• Task requirements: Copy the following records verbatim, from the line with "Mark the compass" up to and including the line with "point(151, 451)", and nothing else.

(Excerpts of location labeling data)
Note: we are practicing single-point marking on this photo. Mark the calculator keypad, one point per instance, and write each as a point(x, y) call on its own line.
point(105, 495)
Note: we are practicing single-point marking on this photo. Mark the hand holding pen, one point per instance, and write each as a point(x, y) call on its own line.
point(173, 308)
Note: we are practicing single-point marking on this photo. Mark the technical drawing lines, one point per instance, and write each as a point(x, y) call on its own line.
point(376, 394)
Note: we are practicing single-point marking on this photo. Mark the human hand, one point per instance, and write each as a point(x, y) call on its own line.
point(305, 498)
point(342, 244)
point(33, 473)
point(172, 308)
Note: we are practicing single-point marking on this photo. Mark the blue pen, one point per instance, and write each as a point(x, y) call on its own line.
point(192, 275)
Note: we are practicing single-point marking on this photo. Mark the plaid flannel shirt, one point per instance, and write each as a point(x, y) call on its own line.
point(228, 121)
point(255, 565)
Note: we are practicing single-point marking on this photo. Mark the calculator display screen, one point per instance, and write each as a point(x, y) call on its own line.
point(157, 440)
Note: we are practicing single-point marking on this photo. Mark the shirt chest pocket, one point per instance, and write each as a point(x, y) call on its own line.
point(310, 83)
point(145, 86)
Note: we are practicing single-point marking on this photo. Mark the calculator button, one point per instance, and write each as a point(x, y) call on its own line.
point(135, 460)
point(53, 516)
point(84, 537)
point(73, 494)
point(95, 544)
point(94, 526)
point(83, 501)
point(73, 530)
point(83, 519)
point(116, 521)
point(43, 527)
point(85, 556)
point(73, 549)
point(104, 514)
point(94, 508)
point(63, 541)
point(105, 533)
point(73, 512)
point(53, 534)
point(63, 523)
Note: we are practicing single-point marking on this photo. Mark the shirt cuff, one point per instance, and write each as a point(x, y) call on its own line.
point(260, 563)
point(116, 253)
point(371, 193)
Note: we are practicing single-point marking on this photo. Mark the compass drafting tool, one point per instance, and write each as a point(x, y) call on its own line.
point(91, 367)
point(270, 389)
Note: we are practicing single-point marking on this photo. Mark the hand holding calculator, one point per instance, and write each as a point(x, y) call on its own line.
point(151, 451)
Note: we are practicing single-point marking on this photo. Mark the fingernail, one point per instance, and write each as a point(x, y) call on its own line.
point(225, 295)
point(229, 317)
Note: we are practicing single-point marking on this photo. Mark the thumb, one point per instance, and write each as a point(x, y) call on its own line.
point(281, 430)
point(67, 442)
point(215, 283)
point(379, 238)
* * *
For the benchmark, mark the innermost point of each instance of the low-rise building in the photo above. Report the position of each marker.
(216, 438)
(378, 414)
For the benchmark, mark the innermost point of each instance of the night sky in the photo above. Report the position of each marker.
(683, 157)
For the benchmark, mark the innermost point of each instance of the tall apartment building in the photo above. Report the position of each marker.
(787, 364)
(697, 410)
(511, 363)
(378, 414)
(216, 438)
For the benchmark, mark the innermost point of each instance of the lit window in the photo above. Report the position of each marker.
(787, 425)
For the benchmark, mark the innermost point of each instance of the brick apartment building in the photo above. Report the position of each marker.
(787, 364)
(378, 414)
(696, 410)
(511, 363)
* * *
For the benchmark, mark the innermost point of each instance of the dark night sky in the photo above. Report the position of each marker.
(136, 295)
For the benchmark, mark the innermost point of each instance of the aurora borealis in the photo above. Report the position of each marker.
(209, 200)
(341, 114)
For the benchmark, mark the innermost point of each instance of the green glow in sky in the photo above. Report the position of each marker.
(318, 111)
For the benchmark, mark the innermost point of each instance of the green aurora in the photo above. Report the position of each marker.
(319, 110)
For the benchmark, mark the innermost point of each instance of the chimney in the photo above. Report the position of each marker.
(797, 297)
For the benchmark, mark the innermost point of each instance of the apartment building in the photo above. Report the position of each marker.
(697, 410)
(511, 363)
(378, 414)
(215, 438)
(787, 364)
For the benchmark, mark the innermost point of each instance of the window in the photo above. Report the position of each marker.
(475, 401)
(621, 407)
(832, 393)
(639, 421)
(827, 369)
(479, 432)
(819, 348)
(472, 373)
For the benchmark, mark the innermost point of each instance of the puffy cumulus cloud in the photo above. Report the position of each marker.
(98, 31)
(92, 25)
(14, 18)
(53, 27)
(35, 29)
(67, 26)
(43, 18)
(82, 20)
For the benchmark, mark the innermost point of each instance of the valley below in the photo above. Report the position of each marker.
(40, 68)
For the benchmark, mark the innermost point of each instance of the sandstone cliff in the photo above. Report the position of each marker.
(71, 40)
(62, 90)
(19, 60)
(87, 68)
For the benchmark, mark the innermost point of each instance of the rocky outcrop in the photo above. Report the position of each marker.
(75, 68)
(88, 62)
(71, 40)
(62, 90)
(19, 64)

• Response below:
Note: we are practicing single-point marking on this photo. Mark the compass drafting tool, one point per instance, and write each as a point(x, y) call on its own line.
point(91, 367)
point(270, 389)
Note: we are practicing single-point marking on this photo. Mark the hand holding calculator, one point per instance, and write each as a point(x, y) call on its own line.
point(151, 451)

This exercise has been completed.